[Stored dataset entries]
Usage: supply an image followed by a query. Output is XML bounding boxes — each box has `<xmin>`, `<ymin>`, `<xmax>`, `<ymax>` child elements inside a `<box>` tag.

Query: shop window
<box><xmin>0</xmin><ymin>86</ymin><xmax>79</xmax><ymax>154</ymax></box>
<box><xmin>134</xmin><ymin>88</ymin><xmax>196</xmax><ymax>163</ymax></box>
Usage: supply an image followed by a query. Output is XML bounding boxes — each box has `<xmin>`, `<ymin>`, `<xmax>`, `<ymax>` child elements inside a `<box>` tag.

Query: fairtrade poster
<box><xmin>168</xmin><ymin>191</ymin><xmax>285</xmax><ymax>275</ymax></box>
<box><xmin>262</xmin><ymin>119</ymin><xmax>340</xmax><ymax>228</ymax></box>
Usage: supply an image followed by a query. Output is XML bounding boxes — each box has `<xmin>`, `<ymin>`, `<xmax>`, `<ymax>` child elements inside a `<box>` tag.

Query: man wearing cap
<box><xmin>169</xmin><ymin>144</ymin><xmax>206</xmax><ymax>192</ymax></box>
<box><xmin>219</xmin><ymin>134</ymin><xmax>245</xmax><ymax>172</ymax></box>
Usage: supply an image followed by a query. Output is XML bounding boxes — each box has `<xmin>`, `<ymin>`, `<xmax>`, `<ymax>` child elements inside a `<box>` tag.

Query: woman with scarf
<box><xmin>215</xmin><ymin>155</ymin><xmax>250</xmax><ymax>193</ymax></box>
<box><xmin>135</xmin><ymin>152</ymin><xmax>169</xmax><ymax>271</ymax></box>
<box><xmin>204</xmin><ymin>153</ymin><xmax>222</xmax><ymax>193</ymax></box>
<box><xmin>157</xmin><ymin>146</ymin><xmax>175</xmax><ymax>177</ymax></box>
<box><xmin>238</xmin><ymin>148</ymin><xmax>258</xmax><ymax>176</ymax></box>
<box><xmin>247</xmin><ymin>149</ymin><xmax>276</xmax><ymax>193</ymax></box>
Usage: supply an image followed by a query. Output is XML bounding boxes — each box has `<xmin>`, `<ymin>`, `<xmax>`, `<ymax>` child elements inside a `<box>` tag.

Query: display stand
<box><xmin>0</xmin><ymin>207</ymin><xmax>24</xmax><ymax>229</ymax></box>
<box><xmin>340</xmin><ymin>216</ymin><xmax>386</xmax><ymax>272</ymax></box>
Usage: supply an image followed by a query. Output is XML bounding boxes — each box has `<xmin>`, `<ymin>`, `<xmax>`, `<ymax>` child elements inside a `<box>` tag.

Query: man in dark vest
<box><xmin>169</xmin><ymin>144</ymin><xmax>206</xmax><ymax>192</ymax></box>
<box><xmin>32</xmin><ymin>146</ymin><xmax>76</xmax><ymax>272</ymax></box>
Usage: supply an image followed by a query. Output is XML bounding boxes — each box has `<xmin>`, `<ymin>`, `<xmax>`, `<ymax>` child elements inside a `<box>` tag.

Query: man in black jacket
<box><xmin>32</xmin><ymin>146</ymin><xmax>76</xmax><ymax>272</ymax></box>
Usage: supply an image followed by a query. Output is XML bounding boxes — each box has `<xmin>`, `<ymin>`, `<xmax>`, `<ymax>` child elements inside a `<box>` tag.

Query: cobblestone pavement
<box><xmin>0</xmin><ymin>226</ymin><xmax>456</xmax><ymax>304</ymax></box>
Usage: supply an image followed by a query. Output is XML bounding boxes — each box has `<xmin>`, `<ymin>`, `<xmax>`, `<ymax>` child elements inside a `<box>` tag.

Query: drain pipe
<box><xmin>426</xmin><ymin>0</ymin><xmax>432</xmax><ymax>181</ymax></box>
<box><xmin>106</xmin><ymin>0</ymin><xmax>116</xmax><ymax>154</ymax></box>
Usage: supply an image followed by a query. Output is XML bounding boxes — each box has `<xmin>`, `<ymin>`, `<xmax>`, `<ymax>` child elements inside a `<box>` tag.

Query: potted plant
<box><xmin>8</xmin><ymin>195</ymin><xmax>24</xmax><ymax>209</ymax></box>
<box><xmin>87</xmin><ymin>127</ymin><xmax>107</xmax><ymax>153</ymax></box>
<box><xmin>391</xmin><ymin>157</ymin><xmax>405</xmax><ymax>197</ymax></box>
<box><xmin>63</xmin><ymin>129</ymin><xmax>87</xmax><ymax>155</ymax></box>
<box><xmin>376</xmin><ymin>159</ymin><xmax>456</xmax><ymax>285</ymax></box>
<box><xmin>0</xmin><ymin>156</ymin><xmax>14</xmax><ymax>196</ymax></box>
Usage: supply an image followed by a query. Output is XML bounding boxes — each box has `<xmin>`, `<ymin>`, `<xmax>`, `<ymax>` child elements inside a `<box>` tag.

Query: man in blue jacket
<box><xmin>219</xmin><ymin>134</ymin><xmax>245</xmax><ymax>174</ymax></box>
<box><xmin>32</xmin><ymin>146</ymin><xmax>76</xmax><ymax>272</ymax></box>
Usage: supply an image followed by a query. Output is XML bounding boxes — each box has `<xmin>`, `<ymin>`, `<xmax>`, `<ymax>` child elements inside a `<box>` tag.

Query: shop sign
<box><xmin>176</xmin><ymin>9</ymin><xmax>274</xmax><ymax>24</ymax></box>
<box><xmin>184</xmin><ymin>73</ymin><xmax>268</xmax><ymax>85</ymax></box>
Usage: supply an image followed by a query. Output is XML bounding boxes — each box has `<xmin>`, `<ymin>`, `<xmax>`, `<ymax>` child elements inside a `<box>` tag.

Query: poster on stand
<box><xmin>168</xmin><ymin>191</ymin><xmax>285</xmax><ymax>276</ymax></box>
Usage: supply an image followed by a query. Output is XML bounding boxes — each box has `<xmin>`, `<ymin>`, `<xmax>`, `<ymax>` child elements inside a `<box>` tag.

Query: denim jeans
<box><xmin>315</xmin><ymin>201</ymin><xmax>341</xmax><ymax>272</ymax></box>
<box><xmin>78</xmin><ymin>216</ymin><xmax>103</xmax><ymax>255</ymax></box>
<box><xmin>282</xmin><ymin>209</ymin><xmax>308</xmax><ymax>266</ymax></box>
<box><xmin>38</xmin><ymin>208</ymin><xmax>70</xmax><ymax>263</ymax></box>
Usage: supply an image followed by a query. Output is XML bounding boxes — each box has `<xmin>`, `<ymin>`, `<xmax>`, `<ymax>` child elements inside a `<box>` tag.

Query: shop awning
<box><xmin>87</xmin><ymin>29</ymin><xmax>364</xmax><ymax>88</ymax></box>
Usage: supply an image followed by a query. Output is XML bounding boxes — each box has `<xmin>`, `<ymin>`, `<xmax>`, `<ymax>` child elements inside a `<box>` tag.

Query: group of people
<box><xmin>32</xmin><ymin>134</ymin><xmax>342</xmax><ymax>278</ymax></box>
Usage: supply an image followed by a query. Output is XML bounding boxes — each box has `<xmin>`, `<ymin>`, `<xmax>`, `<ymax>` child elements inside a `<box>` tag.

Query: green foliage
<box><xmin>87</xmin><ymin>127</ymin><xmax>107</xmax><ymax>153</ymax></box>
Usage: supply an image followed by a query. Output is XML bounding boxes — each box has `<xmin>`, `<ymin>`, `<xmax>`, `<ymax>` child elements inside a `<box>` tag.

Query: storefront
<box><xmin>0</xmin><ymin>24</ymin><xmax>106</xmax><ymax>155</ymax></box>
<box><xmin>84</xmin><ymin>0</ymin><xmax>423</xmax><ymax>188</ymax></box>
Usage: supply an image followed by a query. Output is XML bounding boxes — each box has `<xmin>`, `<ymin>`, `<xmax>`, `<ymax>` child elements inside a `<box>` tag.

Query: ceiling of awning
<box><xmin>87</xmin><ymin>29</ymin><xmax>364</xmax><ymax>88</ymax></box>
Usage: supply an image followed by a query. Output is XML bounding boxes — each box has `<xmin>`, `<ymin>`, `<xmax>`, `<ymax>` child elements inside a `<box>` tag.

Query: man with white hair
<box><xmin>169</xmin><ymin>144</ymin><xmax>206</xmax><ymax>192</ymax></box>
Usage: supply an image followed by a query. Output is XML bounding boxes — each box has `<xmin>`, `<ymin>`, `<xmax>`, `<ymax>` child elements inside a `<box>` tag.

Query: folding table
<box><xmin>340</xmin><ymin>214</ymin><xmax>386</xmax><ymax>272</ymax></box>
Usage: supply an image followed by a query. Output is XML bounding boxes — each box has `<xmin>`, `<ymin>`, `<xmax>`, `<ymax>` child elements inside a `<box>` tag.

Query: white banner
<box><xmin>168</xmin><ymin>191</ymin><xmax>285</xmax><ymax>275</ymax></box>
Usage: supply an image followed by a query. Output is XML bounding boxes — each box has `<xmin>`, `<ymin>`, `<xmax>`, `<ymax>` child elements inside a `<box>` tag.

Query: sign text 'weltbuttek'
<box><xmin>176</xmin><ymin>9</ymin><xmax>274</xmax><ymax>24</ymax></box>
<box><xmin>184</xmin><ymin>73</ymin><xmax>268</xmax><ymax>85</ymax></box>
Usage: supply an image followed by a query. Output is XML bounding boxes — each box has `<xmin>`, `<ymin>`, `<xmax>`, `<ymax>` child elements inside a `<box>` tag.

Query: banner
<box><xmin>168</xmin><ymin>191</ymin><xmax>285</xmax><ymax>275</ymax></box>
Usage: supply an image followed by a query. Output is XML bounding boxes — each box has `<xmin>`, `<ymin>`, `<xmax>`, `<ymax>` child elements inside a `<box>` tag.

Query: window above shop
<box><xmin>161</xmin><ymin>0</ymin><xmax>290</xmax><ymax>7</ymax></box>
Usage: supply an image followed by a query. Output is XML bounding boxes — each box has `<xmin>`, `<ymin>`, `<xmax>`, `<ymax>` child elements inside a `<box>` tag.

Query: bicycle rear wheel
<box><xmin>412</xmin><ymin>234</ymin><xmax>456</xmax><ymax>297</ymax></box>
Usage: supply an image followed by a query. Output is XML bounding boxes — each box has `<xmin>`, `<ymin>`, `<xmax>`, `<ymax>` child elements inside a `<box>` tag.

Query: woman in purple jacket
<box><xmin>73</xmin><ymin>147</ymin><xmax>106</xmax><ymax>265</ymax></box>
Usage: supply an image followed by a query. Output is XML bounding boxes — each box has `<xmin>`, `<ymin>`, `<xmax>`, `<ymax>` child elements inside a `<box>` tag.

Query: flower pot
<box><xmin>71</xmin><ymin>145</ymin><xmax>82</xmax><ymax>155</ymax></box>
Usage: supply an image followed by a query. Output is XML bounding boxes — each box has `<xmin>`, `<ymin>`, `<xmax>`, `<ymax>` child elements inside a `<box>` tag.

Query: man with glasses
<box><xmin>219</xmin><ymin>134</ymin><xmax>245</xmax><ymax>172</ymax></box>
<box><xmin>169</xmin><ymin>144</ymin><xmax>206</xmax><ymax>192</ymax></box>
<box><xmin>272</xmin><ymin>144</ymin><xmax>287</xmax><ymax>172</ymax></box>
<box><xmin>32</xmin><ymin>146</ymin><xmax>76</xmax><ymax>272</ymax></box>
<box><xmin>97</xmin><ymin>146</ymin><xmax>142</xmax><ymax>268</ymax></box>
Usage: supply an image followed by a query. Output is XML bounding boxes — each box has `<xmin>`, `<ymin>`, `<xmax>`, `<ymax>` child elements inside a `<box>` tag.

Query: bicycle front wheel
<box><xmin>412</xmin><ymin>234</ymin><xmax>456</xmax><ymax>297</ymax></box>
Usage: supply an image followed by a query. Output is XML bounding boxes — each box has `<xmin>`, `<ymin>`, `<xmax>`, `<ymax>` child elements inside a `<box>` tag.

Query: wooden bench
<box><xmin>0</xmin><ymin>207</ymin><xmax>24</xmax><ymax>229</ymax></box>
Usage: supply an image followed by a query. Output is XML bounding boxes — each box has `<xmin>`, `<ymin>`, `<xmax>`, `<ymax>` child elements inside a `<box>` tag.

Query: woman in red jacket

[Given task] Count the lines in the entries above that contain the string "awning", treating case as significant. Reply with the number only.

[Output] 2